■ About this task ■
Nothing but an exact copy is wanted: the line with "<point>422,280</point>" and each line after it in the data below, last line included.

■ The input ■
········

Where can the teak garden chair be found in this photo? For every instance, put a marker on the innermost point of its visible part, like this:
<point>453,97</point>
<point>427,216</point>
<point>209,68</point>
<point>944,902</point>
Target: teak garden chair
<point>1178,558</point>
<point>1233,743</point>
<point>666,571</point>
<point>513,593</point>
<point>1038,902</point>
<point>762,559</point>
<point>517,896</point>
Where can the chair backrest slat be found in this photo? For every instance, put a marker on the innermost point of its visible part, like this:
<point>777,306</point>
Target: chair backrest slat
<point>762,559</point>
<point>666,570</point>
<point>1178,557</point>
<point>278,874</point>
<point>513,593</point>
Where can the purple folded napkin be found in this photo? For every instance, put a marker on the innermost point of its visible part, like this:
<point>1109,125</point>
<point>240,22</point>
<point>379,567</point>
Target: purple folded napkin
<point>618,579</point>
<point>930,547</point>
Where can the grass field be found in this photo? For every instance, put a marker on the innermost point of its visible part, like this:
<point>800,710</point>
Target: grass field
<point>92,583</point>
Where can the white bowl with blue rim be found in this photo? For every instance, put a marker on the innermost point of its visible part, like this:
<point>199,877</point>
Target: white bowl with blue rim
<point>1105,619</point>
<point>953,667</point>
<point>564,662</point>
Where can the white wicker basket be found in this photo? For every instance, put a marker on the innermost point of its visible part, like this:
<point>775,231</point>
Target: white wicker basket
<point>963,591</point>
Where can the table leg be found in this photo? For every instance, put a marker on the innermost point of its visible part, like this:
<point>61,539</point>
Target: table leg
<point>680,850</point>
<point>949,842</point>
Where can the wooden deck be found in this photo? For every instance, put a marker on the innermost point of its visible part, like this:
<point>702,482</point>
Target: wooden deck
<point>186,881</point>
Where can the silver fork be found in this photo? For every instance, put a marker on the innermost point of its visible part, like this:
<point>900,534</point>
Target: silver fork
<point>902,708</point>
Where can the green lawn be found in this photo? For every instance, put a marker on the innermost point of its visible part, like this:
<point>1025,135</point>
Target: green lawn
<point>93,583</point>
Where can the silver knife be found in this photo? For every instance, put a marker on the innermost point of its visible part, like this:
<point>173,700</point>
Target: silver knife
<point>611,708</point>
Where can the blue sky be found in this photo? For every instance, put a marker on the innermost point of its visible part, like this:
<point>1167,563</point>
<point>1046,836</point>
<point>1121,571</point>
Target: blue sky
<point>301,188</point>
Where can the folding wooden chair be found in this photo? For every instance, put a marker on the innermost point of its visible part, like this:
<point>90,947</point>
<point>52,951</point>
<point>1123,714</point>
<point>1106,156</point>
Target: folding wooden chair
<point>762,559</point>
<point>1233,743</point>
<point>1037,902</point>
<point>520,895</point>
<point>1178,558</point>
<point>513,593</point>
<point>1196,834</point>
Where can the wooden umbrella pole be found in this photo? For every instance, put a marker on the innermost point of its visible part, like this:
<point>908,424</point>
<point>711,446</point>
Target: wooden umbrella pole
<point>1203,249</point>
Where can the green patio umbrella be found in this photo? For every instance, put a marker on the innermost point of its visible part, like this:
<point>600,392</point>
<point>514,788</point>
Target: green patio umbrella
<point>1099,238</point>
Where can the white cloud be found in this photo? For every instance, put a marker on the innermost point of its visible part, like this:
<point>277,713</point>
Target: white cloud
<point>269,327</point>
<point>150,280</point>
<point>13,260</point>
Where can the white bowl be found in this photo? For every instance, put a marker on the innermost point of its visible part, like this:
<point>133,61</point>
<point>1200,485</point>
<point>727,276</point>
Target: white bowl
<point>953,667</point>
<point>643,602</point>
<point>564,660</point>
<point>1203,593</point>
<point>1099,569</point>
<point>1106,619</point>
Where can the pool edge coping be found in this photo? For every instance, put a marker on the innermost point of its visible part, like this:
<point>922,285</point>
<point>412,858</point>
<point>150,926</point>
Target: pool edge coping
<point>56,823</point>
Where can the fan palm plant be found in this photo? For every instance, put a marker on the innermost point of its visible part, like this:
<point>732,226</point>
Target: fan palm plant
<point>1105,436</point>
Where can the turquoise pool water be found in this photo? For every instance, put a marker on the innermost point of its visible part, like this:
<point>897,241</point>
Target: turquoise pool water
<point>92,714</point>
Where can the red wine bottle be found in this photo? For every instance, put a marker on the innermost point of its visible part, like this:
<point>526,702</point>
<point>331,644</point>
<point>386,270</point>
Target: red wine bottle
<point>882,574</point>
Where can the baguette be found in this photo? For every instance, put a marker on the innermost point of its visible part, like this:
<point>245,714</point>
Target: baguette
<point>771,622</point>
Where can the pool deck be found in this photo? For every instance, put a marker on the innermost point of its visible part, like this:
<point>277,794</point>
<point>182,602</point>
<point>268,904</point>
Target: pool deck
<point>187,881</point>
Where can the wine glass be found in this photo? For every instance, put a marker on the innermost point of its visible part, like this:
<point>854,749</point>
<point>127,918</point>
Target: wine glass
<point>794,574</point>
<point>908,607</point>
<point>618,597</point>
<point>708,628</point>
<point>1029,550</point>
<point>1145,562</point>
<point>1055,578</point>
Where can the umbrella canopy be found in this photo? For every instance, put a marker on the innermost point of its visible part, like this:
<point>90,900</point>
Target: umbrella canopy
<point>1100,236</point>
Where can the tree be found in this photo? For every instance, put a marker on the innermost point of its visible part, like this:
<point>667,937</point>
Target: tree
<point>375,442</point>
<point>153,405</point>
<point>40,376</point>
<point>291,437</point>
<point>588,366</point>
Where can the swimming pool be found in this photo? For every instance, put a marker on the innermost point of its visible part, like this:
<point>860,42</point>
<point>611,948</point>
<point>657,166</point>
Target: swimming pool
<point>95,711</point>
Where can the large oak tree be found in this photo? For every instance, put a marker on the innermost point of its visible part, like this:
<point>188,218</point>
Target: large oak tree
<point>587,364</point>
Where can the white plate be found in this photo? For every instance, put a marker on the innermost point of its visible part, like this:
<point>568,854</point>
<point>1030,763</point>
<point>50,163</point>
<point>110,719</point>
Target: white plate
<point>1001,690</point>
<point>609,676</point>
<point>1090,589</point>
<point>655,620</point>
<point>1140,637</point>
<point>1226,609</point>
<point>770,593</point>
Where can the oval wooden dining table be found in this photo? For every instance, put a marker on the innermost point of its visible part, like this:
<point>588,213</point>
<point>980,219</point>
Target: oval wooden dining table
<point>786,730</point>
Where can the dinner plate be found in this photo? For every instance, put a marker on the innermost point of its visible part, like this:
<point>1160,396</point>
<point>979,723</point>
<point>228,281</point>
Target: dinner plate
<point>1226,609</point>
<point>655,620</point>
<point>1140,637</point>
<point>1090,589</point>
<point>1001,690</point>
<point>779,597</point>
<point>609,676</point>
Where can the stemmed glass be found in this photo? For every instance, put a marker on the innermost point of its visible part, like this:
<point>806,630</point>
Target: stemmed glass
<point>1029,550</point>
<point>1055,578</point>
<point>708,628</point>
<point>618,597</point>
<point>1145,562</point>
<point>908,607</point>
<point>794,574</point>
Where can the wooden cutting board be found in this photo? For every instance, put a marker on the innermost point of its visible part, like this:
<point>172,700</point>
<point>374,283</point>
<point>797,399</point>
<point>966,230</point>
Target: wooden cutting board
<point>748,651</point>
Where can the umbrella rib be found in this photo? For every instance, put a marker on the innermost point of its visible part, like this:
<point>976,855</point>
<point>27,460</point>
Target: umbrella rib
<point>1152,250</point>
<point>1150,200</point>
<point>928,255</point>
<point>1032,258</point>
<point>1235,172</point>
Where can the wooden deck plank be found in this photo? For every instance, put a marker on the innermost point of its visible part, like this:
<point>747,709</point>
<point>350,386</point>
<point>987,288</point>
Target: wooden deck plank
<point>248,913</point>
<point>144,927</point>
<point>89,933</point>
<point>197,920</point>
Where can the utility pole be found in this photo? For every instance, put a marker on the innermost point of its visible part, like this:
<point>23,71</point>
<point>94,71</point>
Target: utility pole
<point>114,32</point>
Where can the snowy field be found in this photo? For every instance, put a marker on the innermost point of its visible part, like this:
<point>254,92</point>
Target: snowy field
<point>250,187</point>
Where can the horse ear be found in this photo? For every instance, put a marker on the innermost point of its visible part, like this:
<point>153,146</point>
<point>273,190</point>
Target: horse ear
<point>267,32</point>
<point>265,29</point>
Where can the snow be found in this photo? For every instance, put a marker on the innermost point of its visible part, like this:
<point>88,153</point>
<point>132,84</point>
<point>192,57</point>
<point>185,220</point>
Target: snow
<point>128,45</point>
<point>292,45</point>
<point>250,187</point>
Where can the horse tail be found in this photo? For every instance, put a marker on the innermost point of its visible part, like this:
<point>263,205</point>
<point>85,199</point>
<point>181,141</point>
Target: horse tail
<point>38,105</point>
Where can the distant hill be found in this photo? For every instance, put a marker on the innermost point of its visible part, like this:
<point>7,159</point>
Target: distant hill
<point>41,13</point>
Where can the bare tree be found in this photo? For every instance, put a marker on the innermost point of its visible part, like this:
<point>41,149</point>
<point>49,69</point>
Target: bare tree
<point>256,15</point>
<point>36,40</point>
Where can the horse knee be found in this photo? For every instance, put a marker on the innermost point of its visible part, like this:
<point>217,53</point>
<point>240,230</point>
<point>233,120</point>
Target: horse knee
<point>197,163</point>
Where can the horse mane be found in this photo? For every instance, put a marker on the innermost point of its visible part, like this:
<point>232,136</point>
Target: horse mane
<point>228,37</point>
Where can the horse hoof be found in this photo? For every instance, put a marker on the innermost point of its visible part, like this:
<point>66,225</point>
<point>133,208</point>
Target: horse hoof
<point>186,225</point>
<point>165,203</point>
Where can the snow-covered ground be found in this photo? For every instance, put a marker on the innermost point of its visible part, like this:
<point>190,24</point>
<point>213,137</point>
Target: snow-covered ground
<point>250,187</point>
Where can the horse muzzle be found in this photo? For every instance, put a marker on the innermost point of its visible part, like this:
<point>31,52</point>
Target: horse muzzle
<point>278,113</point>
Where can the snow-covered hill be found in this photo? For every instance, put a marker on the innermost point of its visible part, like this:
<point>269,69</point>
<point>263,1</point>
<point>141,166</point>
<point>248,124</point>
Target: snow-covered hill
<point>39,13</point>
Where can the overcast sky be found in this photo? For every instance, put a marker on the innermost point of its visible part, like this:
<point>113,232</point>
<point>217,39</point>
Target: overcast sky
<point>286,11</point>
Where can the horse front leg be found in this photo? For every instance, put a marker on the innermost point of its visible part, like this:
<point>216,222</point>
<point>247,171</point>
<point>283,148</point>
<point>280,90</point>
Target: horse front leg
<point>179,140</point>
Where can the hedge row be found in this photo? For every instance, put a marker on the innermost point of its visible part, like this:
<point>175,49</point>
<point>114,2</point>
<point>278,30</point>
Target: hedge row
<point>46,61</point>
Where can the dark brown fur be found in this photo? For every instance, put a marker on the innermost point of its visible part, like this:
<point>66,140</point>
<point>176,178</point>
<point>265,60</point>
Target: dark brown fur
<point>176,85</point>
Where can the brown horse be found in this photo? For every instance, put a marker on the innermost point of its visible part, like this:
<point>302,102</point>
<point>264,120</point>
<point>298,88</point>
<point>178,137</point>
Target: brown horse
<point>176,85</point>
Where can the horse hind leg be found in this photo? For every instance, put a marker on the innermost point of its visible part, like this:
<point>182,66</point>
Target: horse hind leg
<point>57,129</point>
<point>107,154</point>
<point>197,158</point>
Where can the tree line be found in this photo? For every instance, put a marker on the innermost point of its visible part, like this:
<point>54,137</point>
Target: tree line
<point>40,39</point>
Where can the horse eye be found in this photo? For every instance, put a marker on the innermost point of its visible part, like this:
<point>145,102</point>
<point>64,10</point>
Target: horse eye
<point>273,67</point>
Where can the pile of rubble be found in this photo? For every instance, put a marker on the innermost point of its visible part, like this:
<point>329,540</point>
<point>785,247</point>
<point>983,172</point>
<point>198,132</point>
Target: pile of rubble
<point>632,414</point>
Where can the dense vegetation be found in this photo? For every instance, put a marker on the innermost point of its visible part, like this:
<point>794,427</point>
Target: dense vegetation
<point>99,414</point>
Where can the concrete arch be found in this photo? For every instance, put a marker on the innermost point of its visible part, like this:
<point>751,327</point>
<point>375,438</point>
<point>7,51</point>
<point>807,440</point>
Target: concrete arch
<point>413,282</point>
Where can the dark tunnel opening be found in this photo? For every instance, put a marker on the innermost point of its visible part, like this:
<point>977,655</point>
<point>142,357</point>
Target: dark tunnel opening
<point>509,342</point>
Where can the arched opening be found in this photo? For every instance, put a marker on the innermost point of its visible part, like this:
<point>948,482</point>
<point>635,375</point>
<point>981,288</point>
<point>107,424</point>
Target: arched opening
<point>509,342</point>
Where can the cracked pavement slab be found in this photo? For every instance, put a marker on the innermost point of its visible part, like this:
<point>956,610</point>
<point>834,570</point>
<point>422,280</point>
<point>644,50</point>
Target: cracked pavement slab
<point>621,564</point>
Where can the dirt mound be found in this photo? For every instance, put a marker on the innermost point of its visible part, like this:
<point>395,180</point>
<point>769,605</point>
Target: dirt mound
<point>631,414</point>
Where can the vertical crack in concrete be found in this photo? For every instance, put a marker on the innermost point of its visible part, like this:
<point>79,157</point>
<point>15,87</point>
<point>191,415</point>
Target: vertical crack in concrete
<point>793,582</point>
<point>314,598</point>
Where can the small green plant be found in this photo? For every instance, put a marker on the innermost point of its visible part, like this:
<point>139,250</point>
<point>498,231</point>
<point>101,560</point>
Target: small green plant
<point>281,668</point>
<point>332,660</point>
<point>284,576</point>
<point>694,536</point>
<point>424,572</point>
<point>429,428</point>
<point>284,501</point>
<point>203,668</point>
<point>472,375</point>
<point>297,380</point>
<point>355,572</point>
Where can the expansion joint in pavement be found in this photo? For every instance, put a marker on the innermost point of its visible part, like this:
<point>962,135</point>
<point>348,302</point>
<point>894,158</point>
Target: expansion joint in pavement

········

■ Solution to this task ■
<point>422,280</point>
<point>644,50</point>
Target: cracked pavement slab
<point>621,564</point>
Where can the dirt mound be found in this photo? For every instance, put a marker on the innermost point of its visible part, like this:
<point>395,180</point>
<point>769,605</point>
Target: dirt mound
<point>631,414</point>
Where can the vertical crack in concrete be found in this photo? For every instance, put a marker on the innermost point of its visible part, like this:
<point>79,157</point>
<point>15,87</point>
<point>191,415</point>
Target: vertical crack in concrete
<point>793,582</point>
<point>314,598</point>
Where can the small green plant be found in this photo? For every instance, put a marker on the innermost point of its visible part, like this:
<point>139,250</point>
<point>498,231</point>
<point>101,560</point>
Target: small green plant
<point>281,668</point>
<point>332,660</point>
<point>284,576</point>
<point>694,536</point>
<point>424,572</point>
<point>429,428</point>
<point>284,501</point>
<point>203,668</point>
<point>472,375</point>
<point>297,380</point>
<point>355,572</point>
Where can the expansion joint in pavement be found in this photo? For every instance, put a marker on the innermost point of its visible part, like this:
<point>962,135</point>
<point>348,302</point>
<point>894,158</point>
Target: expansion joint in pavement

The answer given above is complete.